**Given data**

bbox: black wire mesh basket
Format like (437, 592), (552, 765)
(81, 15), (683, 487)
...
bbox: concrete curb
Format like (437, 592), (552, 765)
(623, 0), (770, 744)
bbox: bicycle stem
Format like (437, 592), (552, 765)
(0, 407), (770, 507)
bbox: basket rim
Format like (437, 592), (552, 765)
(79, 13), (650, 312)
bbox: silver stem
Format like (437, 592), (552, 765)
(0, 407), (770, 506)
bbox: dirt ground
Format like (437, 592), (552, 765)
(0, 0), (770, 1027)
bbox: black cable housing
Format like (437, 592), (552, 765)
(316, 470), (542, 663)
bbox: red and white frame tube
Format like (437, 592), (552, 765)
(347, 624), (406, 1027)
* * *
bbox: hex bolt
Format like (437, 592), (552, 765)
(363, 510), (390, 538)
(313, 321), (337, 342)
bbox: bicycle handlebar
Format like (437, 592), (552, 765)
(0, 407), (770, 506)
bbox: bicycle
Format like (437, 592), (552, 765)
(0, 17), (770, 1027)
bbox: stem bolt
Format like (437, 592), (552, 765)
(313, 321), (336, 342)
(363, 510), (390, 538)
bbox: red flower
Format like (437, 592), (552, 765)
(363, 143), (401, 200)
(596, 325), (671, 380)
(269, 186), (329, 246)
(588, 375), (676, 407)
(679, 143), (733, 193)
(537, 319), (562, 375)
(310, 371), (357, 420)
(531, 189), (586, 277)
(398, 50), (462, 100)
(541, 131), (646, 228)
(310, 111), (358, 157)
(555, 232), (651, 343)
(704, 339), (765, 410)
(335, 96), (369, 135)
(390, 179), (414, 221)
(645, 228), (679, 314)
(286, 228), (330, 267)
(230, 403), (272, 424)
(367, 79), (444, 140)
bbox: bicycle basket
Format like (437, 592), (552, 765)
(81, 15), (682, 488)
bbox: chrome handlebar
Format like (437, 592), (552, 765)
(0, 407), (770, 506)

**Task description**
Pull out each line of the data above that contains the word "stem".

**Answer for this exercise**
bbox: bicycle stem
bbox: silver stem
bbox: stem bolt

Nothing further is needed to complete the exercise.